§ **Metin bölümü**:
T24 Haber Merkezi
Cumhurbaşkanı ve AKP Genel Başkanı Recep Tayyip Erdoğan, partisinin Mardin mitingine katıldı. Burada konuşan Erdoğan, "Kent uzlaşısı diye bir şey uydurdular, kimin eli kimin cebinde belli değil. Belediyeleri, DEM ile beraber yönetilecekler ve DEM'siz yönetilecekler diye ikiye ayırmışlar. Bununla kalmamış, DEM'lilerin kapısında girecekleri ve giremeyecekleri belediyeler diye paylaşmayı ihmal etmemişler. Biri çıkıyor, 'DEM'lileri kaldırımda görsem yolumu değiştiririm' diyor, bir başkası çıkıyor, 'DEM'e oy verenleri belediyeye almam' diyor. Ötekisi çıkıyor, 'Size ne oluyor, biz anlaştık, belediyeleri beraberce yöneteceğiz' diyerek, tutmayın küçük enişteyi edasıyla posta koyuyor. Tüm bu skandallar yaşanırken genel başkanlık koltuğunda oturan şahsı ya kimse takmıyor ya da mikrofonu ele geçiren, kendisine had bildiriyor" dedi. Daha önceki açıklamalarında merkezi ile yerel yönetim iş birliğine vurgu yapan Erdoğan, oy tercihi sebebiyle vatandaşlara ayrımcılık yapılmayacağını ve vatandaşların hizmetten yoksun bırakılmayacağını söyledi.
Erdoğan'ın konuşmasından satır başları şöyle:
"Mardin'e kendimizi tam anlatamadık"
"Mardin'e kendimizi tam anlatamadığımızın farkındayız. Son seçimlerde bunu bir kez daha gördük. 14-28 Mayıs'ta Mardin'de arzu ettiğimiz oranlara maalesef ulaşamadık. Mevcut oy oranlarının Mardin ile aramızdaki muhabbeti yansıtmadığını biliyoruz. İnşallah bunu önümüzdeki seçimlerde hak ettiği seviyeye getireceğiz. Yeni bir başlangıç yapacağız, buna inanıyorum. Mardin Büyükşehir Belediyesi'nde ve ilçelerde sizlerin huzuruna icraat ve hizmetleriyle temayüz etmiş isimlerle çıktık.
"Bu sefer Mardin'in tercihinin istismar ve kimlik siyasetinden olmayacağına inanıyorum"

§ **Çıkarılan satırlar**:

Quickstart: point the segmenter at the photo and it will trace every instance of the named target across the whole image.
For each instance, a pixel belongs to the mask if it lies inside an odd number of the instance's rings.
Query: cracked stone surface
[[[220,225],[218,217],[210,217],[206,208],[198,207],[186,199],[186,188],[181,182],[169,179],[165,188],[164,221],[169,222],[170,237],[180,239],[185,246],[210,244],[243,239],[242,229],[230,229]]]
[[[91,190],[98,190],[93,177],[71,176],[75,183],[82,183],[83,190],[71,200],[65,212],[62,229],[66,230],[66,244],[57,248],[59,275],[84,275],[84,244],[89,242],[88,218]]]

---

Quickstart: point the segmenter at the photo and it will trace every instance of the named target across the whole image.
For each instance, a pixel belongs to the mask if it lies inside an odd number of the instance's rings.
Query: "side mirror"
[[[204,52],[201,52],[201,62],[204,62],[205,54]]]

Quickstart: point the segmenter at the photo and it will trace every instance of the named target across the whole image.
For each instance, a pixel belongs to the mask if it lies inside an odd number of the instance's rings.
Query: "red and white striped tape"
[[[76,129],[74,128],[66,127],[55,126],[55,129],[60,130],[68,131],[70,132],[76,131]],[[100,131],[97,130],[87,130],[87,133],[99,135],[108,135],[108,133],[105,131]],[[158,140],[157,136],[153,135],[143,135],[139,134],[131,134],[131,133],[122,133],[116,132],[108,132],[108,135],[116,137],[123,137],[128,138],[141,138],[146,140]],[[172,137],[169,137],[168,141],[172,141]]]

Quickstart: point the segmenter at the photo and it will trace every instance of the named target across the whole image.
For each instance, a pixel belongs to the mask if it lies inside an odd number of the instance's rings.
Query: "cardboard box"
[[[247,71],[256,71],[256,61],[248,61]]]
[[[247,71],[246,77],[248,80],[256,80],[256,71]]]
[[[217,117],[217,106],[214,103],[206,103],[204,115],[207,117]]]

...

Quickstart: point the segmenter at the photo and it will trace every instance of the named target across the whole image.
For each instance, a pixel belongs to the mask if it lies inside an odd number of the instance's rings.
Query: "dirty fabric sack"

§ **Görevler**:
1. Mardin mitingi haberine göre şu soruları cevaplayın:
(a) Erdoğan'a göre belediyeler hangi iki gruba ayrılmış?
(b) Erdoğan, Mardin'de hangi tarihlerdeki seçimlerde istenen oranlara ulaşılamadığını söylüyor?
(c) Erdoğan, oy tercihi yüzünden vatandaşlara ne yapılmayacağını söyledi?
2. Mardin mitingi haberini kaldığı yerden sürdürün.

§ **Cevaplar**:
1.
(a) DEM ile beraber yönetilecek belediyeler ve DEM'siz yönetilecek belediyeler.
(b) 14-28 Mayıs.
(c) Ayrımcılık yapılmayacağını ve hizmetten yoksun bırakılmayacaklarını söyledi.

2.
Çalışma bakanımız Vedat Işıkhan Mardin'in meseleleri, talepleri, projeleriyle zaten çok yakında benim yanımda mesaisini veriyor. Biz de seçilmeleri halinde hepsine en güçlü desteği vereceğiz. Bu sefer Mardin'in tercihinin istismar ve kimlik siyasetinden değil, eser ve hizmet siyasetinden yana olacağına inanıyorum. Karşımızdaki şu heyecan, 31 Mart'ın, önceki seçimlerden çok farklı olacağını söylüyor.
"Tayyip Erdoğan'ın dik ve dirayetli duruşunu mazlum Gazze halkı çok iyi biliyor"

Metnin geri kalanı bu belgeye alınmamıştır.